- **WORK TO BE COMPLETED**: Your task is to transcribe all the entries exactly, excluding pictures.

- **INPUT MATERIAL**:

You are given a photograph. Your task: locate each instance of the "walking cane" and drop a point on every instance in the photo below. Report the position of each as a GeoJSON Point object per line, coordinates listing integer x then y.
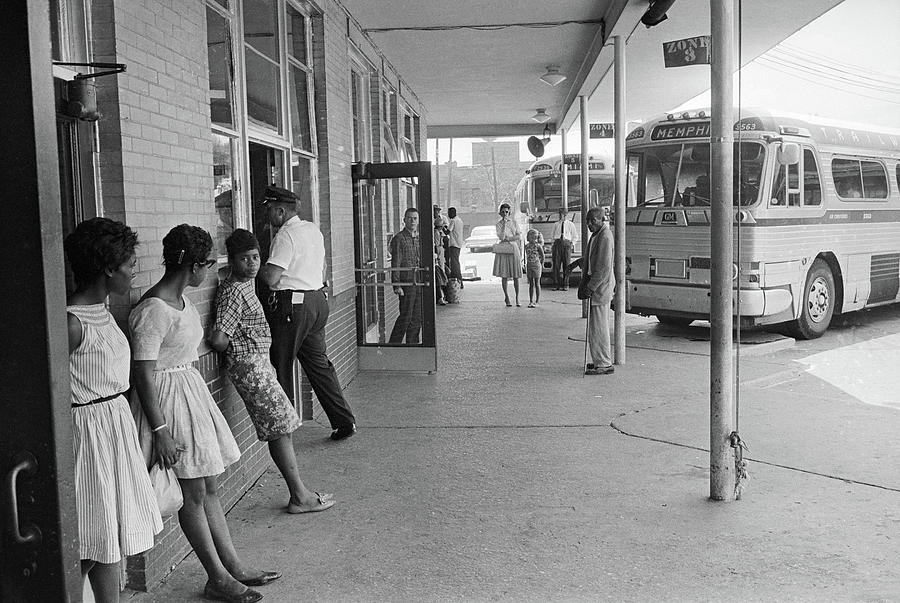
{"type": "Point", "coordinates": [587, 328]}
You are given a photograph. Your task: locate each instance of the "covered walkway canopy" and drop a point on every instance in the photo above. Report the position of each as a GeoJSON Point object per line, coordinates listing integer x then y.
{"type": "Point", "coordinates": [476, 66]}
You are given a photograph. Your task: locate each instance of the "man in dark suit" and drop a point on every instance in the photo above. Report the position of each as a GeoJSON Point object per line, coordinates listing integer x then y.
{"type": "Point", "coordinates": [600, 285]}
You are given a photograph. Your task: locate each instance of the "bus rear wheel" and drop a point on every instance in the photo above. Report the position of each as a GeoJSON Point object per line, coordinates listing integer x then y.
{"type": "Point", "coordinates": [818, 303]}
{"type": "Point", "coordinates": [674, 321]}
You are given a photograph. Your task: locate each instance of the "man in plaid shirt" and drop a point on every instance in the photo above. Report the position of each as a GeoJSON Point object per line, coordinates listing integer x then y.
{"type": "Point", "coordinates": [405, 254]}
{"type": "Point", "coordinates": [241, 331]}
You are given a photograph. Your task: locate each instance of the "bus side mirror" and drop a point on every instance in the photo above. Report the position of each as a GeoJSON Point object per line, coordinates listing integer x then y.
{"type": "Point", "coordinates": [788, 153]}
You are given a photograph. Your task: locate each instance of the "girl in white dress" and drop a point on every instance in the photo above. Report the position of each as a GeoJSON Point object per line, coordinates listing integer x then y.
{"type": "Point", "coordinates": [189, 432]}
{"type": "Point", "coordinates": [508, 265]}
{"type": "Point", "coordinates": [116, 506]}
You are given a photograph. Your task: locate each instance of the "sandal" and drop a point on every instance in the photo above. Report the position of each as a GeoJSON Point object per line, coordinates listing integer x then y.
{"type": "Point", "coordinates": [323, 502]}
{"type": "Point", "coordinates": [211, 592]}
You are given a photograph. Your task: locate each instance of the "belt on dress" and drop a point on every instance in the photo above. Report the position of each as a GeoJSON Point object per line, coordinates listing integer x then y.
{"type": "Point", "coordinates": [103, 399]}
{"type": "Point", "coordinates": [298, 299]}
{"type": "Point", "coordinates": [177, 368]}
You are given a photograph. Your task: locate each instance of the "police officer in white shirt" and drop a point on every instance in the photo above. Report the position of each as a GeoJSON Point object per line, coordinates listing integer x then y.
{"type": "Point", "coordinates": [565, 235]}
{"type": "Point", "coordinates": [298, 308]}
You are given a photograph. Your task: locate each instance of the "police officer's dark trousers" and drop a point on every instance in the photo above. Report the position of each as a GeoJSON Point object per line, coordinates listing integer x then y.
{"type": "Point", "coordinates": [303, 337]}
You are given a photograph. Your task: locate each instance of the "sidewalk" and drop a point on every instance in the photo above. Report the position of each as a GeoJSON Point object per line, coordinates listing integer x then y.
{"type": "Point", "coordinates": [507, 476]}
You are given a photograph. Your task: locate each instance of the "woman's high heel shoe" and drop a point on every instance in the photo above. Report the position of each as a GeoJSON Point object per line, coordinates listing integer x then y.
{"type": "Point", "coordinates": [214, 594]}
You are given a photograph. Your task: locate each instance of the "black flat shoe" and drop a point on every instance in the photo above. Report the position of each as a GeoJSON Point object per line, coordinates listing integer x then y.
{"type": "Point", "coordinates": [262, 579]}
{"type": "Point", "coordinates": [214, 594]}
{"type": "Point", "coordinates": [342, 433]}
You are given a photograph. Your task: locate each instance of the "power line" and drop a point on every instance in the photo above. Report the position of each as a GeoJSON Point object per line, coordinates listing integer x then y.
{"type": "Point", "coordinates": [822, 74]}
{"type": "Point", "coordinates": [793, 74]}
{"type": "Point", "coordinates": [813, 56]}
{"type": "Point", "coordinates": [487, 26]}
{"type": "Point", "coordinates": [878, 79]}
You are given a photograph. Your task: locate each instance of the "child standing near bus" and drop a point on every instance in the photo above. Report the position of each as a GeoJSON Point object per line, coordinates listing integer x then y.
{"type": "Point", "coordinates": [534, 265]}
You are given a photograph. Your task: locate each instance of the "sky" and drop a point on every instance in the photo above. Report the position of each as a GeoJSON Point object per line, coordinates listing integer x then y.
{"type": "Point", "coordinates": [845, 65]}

- **SOLUTION**:
You are given a photograph. Your task: locate each instance of the "walking cane" and drop a point on every instance in the photo below. Report the position of each as a GeoJSON Point object per line, coordinates listing integer x then y.
{"type": "Point", "coordinates": [587, 328]}
You are given a photograph. Your task: locate each instance of the "covered walkway canopy" and drop a point on every instance in the photo above. Report the position of each as a GeoJSON Point object per line, coordinates listing integer x then y.
{"type": "Point", "coordinates": [476, 66]}
You are given a photograph. Your task: locate each instance of the "man in dark suit" and drop a point on every instance in the photo above. Report the position of each as a GeoJSON Point object per line, coordinates listing integer x then y.
{"type": "Point", "coordinates": [600, 285]}
You are given a photograph. Your task: locate each instance of the "bus rear wheel" and drop a point on every instance in the photo above. Report the position of each as a GeoJSON Point object per line, coordinates listing integer x then y.
{"type": "Point", "coordinates": [818, 303]}
{"type": "Point", "coordinates": [674, 321]}
You are given a photograph. Your task: locate each instance of the "man in plaid shirt" and drop a point on every instance in the photo above. Report the position of each as a GeoJSON Point object per line, coordinates listing integer x then y.
{"type": "Point", "coordinates": [405, 254]}
{"type": "Point", "coordinates": [241, 331]}
You are given a photograph. Your task: locate each instance of the "bus side mirror" and drop a point on every instance in the photo above. Report the position of each as a GeoJSON Point object per line, coordinates listing integer x then y.
{"type": "Point", "coordinates": [788, 153]}
You are given a photograph. Your task: locate each instance of the "girl in white dress" and drop a point on every instance in the photo above. Report the position of each as a GeoJSON Point object per line, coordinates listing integer x then y.
{"type": "Point", "coordinates": [189, 432]}
{"type": "Point", "coordinates": [508, 265]}
{"type": "Point", "coordinates": [116, 506]}
You are given a photograph. Your task: locate each instance of the "sandal" and drop a point on every instance in the photo above. Report the position of each as a GeoJSON Point object per line, coordinates listing integer x then y.
{"type": "Point", "coordinates": [323, 502]}
{"type": "Point", "coordinates": [211, 592]}
You are given a photograph. Your task: locate each instance of the "belt on dress" and drop a point on every instance in the photo above. Report the position of each as a GeoJSON Point object per line, coordinates listing integer x then y.
{"type": "Point", "coordinates": [103, 399]}
{"type": "Point", "coordinates": [298, 299]}
{"type": "Point", "coordinates": [177, 368]}
You are given a photograph. Your task: locate each instance of the "police officer in white shirt" and drop a point on every instance in the photo above. Report the position of each as a GeoJSON Point object per line, coordinates listing integer x then y.
{"type": "Point", "coordinates": [565, 235]}
{"type": "Point", "coordinates": [298, 308]}
You are given a photograph. Your task: locate each instance of the "police officer's dark trousers" and drop a point on every instance in the photo above. Report the position of each as a GeoJSON Point object per line, coordinates listing integer x then y.
{"type": "Point", "coordinates": [303, 337]}
You are given a photograph. Your task: locate each instance of the "sidewalk" and drop a point on every instance in the photo above. Report the position of each as a GeoJSON Point object per line, coordinates listing integer x then y.
{"type": "Point", "coordinates": [507, 476]}
You are given a photograph. Your task: locate each instance of the "woman's high heel shoe" and drop a point on every instance in the photo above. Report the position of each as a GeoJSON Point object per line, coordinates listing integer x then y.
{"type": "Point", "coordinates": [214, 594]}
You are given a photograph. Your task: locate each instance of the "black flat shoe" and drop a point on every instance in the photo above. Report the position of each as a GeoJSON Point object per line, coordinates listing integer x then y.
{"type": "Point", "coordinates": [262, 579]}
{"type": "Point", "coordinates": [214, 594]}
{"type": "Point", "coordinates": [342, 433]}
You are given a photograph. Your task: locate each instance of the "power line" and drop a point on every instance in the photo above. Report the position of each as a GeoJSON Point object per line, coordinates listing integer x then y.
{"type": "Point", "coordinates": [822, 74]}
{"type": "Point", "coordinates": [793, 74]}
{"type": "Point", "coordinates": [813, 56]}
{"type": "Point", "coordinates": [487, 26]}
{"type": "Point", "coordinates": [878, 79]}
You are given a photograph. Your task: locate each instance of the "child standing near bus" and drop a point on every instance in the photo above. Report the position of each as a GeoJSON Point object per line, coordinates listing integer x then y.
{"type": "Point", "coordinates": [534, 265]}
You are given a photograph. Your task: locate each instance of the "sky" and drop a point on every instance in the photo above. Report the position of each as a GeoJSON Point object per line, coordinates listing integer x then y.
{"type": "Point", "coordinates": [845, 65]}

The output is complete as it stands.